Problem to work on: Copy out every record below exactly as written, but leave out any pictures.

Given data:
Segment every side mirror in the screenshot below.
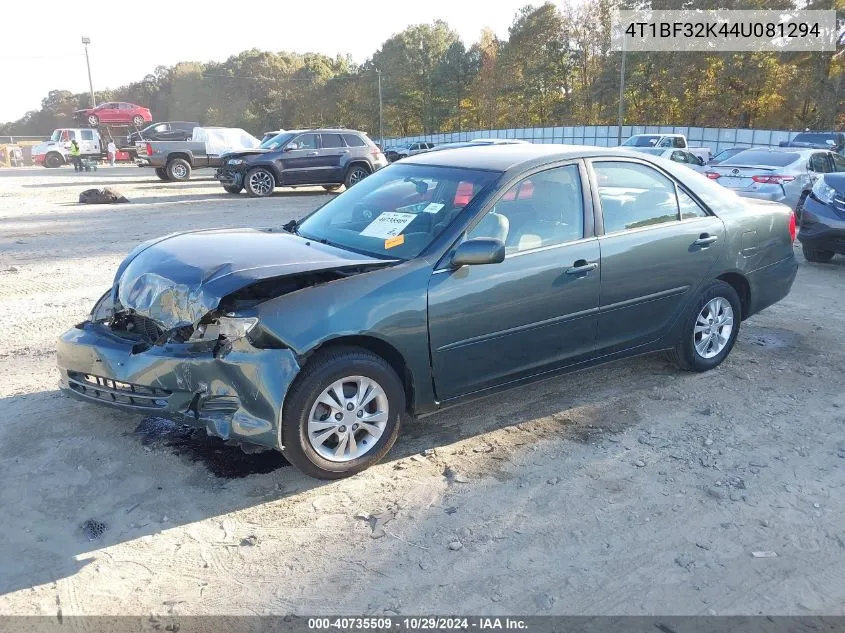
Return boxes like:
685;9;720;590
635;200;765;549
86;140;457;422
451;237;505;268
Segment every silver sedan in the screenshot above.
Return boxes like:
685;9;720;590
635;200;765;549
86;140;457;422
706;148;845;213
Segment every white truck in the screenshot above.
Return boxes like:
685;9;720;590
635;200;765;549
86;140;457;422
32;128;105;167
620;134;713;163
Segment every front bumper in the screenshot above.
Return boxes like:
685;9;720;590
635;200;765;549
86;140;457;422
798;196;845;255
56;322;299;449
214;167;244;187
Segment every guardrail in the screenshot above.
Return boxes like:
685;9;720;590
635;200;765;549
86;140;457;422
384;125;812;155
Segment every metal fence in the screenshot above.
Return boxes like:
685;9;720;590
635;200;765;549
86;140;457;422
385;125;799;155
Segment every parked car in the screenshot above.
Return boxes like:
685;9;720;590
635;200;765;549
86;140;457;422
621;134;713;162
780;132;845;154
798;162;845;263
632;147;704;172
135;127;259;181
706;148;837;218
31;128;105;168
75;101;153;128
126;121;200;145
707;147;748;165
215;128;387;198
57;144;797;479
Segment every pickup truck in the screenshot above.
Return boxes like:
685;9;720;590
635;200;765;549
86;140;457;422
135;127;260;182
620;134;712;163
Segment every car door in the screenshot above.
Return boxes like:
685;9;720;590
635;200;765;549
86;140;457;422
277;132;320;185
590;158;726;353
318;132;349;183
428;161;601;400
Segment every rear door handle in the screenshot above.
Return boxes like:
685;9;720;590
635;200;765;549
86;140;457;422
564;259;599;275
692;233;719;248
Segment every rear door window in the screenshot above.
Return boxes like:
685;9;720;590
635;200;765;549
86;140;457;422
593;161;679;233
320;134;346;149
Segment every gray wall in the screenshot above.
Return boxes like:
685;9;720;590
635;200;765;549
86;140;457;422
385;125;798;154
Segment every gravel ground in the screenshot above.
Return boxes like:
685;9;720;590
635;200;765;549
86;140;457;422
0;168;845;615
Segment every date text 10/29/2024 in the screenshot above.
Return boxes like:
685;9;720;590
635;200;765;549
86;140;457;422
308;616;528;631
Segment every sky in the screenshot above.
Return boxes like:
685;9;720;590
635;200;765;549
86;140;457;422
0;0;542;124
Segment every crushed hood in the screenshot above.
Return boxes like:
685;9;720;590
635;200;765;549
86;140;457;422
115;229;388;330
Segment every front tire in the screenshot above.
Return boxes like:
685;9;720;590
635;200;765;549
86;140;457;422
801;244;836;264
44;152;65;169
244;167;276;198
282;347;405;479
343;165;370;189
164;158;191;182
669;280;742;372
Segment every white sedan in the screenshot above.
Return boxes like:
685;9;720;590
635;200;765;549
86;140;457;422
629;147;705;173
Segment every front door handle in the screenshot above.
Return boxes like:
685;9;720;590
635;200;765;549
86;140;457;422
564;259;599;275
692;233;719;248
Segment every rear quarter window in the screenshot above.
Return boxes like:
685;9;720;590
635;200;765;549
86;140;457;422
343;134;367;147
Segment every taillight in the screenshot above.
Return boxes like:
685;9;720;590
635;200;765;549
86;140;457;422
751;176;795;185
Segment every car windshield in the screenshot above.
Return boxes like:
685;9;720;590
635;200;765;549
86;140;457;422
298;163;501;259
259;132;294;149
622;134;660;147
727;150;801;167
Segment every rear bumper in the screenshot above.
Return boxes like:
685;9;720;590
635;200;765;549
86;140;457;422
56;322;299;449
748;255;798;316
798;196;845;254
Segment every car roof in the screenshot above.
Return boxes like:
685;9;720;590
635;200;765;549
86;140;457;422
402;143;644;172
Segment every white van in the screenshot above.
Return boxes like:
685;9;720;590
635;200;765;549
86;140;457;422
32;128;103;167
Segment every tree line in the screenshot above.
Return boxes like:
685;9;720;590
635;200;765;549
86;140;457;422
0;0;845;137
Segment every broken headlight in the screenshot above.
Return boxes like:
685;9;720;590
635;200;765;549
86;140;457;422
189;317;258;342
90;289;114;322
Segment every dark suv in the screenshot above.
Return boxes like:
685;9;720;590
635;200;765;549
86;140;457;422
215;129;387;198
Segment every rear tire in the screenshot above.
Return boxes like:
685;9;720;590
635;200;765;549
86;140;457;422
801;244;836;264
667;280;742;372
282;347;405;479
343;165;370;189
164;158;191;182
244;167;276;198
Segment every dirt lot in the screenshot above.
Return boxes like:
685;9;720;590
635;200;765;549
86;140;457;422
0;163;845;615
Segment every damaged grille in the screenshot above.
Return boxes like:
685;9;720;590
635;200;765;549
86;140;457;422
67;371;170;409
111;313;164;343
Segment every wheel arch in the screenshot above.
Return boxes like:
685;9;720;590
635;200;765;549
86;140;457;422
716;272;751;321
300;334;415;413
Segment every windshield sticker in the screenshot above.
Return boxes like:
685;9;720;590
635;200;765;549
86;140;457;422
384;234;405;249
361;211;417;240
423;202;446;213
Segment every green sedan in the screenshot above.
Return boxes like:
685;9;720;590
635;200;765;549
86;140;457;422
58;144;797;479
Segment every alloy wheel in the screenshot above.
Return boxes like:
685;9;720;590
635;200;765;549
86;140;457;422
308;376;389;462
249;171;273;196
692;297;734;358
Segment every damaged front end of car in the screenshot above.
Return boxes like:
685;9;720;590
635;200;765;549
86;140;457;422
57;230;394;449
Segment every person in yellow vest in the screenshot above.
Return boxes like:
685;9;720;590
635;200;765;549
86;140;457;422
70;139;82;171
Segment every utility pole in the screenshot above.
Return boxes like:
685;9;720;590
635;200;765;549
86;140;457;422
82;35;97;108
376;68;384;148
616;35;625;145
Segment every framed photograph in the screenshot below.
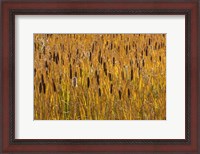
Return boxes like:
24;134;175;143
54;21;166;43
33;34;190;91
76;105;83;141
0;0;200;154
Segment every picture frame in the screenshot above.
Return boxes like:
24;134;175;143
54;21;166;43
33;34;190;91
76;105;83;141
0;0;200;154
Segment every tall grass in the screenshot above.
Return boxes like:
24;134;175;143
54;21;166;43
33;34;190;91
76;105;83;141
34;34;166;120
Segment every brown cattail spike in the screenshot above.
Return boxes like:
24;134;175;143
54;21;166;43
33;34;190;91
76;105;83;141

Expected output:
Segment every side mirror in the screenshot below.
Return boxes like:
685;9;720;590
635;200;765;549
86;140;457;422
451;237;505;268
Segment every silver sedan in the screenshot above.
Return boxes like:
685;9;720;590
635;200;765;549
86;140;457;422
706;148;845;213
Segment every white truck in the screenshot above.
Return boxes like:
685;9;720;590
635;200;765;549
86;140;457;422
32;128;105;167
620;134;713;163
Segment every front bumper in the screenshot above.
Return boxes like:
685;9;720;590
635;200;765;549
86;140;457;422
798;196;845;255
56;322;299;449
214;167;244;187
Segment every guardrail in the screenshot above.
Return boxes like:
685;9;720;590
635;200;765;549
86;140;457;422
384;125;812;155
Segment every metal fence in the screenshot above.
Return boxes like:
685;9;720;590
635;200;765;549
86;140;457;422
385;125;799;155
Segment every parked car in the screenshot above.
Return boxes like:
685;9;720;590
635;200;765;549
86;140;457;422
621;134;713;162
780;132;845;154
798;162;845;263
632;147;704;172
135;127;259;181
706;148;837;218
31;128;105;168
75;101;153;128
126;121;200;145
707;147;748;165
215;128;387;198
57;144;797;479
Segment every pickup truck in the screenshot above.
Return boxes like:
685;9;720;590
635;200;765;549
86;140;457;422
135;127;260;182
620;134;712;163
Segment every car door in the screenshot above.
Return boxes like:
685;9;720;590
635;200;765;549
86;140;457;422
277;132;320;185
590;158;726;353
318;132;349;183
428;161;601;400
Segment every rear door handle in the screenshot above.
Return boxes like:
685;9;720;590
635;200;765;549
86;140;457;422
564;259;599;275
692;233;719;248
Segment every rear door window in the screenshot above.
Return boxes like:
685;9;720;590
635;200;765;549
86;140;457;422
593;161;679;233
320;134;346;149
Segment every gray wall in the screenshot above.
Return boxes like:
685;9;720;590
635;200;765;549
86;140;457;422
385;125;798;154
Segment every gravel ground in the screenshot above.
Return boxes like:
685;9;720;590
635;200;765;549
86;140;457;422
0;168;845;615
Segment every date text 10/29/2024 in the screenshot above.
Return boxes like:
685;9;720;590
635;200;765;549
86;140;457;422
308;616;528;631
Segment every sky in the screenshot above.
Return boxes like:
685;9;720;590
635;200;765;549
86;140;457;422
0;0;542;124
Segment every crushed hood in the screenshot above.
Return boxes like:
685;9;720;590
635;200;765;549
86;140;457;422
115;229;388;330
Segment every front tire in the screenshot above.
Return boxes like:
685;9;720;590
635;200;765;549
86;140;457;422
801;244;836;264
44;152;65;169
244;167;276;198
282;347;405;479
343;165;370;189
164;158;191;182
669;280;742;372
Segment every white sedan in the screenshot above.
Return boxes like:
685;9;720;590
635;200;765;549
86;140;457;422
629;147;705;173
Segment every front door handle in the screenshot above.
Return boxes like:
685;9;720;590
635;200;765;549
86;140;457;422
564;259;599;275
692;233;719;248
Segment every rear quarter window in the screenshot above.
Return boxes like:
685;9;720;590
635;200;765;549
86;140;457;422
343;134;367;147
Segment every taillight in the screenshot above.
Return boxes like:
685;9;720;590
635;200;765;549
86;140;457;422
751;176;795;185
Segment every car windshield in the screenshot above.
Return boxes like:
685;9;720;590
635;200;765;549
86;140;457;422
298;163;501;259
259;132;294;149
622;134;660;147
727;150;801;167
Segment every rear bumper in the screenshot above.
Return boxes like:
685;9;720;590
635;200;765;549
86;140;457;422
56;322;299;449
748;255;798;316
798;196;845;254
Segment every car roof in the screenshot above.
Return boxes like:
685;9;720;590
635;200;765;549
86;140;457;422
402;143;644;172
Segment every white van in the screenshot above.
Return boxes like:
685;9;720;590
635;200;765;549
86;140;457;422
32;128;103;167
Segment every tree line in the screenshot above.
Return boxes like:
685;9;720;590
635;200;765;549
86;140;457;422
0;0;845;137
Segment every broken headlight in the screenshot above.
Return boxes like:
685;9;720;590
635;200;765;549
86;140;457;422
189;317;258;342
90;289;114;322
Segment every dark suv in the screenshot above.
Return boxes like:
685;9;720;590
635;200;765;549
86;140;457;422
215;129;387;198
Segment every rear tire in the screenshot above.
Return boxes like:
685;9;720;590
635;200;765;549
86;140;457;422
801;244;836;264
667;280;742;372
282;347;405;479
343;165;370;189
164;158;191;182
244;167;276;198
Segment every dirt lot in the screenshot above.
Return boxes like:
685;9;720;590
635;200;765;549
86;140;457;422
0;163;845;615
Segment every damaged grille in the screenshot above.
Return boxes like:
685;9;720;590
635;200;765;549
86;140;457;422
67;371;170;409
111;313;164;343
Segment every wheel arch in the screenshot above.
Return boxes like:
685;9;720;590
635;200;765;549
86;140;457;422
716;272;751;321
300;334;415;413
Segment every windshield sticker in the screenshot above.
Return boxes like:
685;9;720;590
635;200;765;549
86;140;457;422
384;234;405;249
361;211;417;240
423;202;446;213
Segment every green sedan in the screenshot above.
Return boxes like:
685;9;720;590
635;200;765;549
86;140;457;422
58;144;797;479
Segment every alloy wheel in the screenshot above.
Return boxes like:
685;9;720;590
635;200;765;549
86;140;457;422
308;376;389;462
249;171;273;196
692;297;734;358
Segment every damaged front end of car in the screenshot above.
Return boxes like:
685;9;720;590
635;200;765;549
86;140;457;422
57;230;394;449
Segment every person in yellow vest in the screenshot above.
Return boxes like:
685;9;720;590
635;200;765;549
86;140;457;422
70;139;82;171
Segment every utility pole in the screenshot above.
Return boxes like:
685;9;720;590
635;200;765;549
86;140;457;422
82;35;97;108
376;68;384;148
616;35;625;145
Segment every framed photograph in the screenshot below.
Return boxes like:
24;134;175;143
54;21;166;43
33;34;190;91
76;105;83;141
0;0;200;154
Segment every picture frame in the screenshot above.
Return boxes like:
24;134;175;143
54;21;166;43
33;34;190;91
76;105;83;141
0;0;200;154
Segment every tall grass in the screenshot above.
Return boxes like:
24;134;175;143
54;21;166;43
33;34;190;91
76;105;83;141
34;34;166;120
Segment every brown cattail spike in the screenshot above.
Return boxes like:
24;134;175;143
54;21;166;43
33;34;190;91
76;105;83;141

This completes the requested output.